* **Task statement**
Write out the stretch of lines below that begins at the line with "Category: the foliage" and ends at the line with "pixel 152 394", including both, exactly as given and nothing more.

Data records
<<<<
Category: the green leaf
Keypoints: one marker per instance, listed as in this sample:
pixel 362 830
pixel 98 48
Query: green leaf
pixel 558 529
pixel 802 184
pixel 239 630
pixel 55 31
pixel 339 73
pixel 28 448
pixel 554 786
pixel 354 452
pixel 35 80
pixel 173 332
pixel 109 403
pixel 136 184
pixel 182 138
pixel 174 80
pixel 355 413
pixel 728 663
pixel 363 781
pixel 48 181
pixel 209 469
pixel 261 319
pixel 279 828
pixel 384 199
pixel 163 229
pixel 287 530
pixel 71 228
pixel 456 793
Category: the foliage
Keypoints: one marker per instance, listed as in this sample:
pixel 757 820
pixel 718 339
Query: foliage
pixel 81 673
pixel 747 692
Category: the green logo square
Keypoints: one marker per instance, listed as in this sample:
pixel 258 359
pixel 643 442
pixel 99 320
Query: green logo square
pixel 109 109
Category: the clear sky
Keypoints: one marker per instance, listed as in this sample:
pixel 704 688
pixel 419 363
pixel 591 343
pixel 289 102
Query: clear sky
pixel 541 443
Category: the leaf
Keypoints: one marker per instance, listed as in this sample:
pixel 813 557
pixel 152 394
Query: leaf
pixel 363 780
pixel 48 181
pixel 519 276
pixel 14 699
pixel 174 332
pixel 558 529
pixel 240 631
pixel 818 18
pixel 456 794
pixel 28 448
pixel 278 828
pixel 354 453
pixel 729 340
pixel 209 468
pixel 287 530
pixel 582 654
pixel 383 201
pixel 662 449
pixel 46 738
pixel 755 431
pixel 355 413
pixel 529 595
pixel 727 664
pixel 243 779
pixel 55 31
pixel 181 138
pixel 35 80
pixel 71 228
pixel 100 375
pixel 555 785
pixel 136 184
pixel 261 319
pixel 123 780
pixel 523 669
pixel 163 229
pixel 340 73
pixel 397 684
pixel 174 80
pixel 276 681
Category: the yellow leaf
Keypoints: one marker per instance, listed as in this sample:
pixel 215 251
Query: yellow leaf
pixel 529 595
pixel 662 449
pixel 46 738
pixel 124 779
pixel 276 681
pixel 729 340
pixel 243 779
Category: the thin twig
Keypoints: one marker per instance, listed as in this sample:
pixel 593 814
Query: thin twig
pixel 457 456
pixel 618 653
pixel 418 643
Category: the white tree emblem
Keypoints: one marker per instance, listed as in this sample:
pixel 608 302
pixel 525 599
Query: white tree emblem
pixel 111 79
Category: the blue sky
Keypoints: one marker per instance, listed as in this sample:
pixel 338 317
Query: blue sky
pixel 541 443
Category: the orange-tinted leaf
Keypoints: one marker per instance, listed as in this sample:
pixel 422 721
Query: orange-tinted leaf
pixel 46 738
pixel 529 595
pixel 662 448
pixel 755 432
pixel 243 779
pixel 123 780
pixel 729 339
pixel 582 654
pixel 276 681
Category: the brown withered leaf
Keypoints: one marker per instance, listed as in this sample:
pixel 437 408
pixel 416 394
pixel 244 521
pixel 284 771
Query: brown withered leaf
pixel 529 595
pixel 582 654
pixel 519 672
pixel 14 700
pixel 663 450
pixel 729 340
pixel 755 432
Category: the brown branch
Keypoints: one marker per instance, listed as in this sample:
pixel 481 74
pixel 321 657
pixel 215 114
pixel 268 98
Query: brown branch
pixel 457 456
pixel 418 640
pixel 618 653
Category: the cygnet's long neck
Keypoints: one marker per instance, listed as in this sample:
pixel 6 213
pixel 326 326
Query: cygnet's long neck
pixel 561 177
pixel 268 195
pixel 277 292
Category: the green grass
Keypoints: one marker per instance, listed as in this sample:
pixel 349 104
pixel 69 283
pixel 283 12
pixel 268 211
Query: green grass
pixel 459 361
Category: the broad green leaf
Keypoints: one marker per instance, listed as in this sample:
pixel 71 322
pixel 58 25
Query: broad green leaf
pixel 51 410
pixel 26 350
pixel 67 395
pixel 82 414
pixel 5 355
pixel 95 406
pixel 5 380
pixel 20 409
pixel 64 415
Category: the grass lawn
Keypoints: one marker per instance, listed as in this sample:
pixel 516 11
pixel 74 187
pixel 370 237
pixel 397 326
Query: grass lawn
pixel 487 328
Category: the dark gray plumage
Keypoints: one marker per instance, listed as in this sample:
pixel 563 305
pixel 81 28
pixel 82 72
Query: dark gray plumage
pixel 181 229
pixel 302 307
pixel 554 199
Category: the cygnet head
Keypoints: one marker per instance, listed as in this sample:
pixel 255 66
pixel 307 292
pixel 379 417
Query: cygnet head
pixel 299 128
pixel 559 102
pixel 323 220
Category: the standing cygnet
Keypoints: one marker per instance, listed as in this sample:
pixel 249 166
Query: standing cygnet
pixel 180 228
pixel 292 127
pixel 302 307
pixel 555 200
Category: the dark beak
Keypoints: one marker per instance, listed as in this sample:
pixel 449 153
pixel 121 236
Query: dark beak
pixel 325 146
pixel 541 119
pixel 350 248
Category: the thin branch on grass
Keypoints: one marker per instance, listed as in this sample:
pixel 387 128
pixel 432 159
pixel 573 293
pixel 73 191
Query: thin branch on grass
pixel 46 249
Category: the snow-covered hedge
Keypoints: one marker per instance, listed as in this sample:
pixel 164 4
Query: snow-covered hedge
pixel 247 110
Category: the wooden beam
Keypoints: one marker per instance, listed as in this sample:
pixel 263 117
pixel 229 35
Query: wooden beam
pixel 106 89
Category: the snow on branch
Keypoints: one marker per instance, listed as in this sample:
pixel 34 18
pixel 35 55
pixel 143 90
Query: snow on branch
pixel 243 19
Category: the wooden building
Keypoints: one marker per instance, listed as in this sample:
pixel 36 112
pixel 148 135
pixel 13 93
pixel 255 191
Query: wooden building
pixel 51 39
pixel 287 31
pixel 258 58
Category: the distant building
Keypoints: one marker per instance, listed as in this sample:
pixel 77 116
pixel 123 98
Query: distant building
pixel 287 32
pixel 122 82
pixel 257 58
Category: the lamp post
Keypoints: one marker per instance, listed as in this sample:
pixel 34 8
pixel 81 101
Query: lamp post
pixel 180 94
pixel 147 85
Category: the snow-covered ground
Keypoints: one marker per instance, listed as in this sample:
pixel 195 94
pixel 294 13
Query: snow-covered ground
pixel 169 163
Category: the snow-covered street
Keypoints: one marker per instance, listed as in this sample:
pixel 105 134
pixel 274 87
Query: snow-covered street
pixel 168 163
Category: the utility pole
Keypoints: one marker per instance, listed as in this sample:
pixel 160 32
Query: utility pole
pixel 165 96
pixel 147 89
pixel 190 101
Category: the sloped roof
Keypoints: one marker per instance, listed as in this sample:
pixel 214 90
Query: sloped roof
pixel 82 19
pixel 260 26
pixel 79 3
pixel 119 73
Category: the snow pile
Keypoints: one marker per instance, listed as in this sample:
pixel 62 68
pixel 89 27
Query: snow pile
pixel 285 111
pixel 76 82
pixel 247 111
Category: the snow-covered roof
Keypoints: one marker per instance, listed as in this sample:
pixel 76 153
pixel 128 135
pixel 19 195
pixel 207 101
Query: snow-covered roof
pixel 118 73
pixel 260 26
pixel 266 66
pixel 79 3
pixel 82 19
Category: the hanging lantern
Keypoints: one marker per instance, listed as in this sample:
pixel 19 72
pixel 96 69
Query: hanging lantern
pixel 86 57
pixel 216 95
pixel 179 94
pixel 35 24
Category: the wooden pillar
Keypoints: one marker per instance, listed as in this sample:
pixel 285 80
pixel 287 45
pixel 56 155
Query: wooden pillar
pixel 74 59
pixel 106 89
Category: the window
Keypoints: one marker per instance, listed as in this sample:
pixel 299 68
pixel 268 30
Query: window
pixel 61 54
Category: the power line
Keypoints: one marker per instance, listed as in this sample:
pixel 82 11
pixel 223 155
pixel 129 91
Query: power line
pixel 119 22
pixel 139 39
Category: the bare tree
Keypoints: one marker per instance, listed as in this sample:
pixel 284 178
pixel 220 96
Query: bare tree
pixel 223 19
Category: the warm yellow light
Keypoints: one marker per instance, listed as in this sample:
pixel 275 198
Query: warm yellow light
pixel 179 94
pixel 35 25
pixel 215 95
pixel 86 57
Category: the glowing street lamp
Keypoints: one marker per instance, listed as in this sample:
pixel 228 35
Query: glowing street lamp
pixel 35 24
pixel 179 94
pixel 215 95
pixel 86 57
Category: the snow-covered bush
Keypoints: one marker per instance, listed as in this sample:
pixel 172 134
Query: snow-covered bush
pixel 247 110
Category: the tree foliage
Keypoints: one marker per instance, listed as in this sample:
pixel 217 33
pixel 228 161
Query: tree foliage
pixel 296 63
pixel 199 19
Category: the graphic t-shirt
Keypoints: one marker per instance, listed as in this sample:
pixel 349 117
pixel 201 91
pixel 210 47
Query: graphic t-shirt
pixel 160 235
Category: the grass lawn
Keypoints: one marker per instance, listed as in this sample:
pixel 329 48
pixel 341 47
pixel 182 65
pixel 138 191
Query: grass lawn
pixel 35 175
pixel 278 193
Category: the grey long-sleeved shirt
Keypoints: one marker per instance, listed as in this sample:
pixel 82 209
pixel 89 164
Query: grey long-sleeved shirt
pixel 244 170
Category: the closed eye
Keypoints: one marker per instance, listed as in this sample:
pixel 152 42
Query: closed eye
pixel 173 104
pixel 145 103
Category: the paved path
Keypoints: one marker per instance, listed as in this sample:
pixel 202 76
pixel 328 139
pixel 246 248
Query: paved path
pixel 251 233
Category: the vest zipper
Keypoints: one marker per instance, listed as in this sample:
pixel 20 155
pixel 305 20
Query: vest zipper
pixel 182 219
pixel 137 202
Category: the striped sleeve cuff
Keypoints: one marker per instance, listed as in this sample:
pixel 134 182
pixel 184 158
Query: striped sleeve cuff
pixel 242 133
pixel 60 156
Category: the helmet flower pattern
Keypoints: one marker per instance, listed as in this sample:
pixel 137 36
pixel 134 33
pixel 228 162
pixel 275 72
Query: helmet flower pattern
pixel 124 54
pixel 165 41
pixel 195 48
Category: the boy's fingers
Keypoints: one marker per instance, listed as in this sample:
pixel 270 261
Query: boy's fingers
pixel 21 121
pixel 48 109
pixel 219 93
>>>>
* **Task solution**
Category: the foliage
Keypoints: one marker per instance, listed as in this sample:
pixel 757 820
pixel 718 339
Query: foliage
pixel 81 673
pixel 747 692
Category: the green logo square
Keypoints: one marker per instance, listed as in this sample:
pixel 258 359
pixel 643 442
pixel 99 320
Query: green logo square
pixel 109 109
Category: the clear sky
Keypoints: one marker per instance, listed as in this sample:
pixel 704 688
pixel 419 363
pixel 591 343
pixel 289 102
Query: clear sky
pixel 541 443
Category: the leaf
Keypoints: one marker per instance, listed as in this sample:
pixel 813 557
pixel 152 394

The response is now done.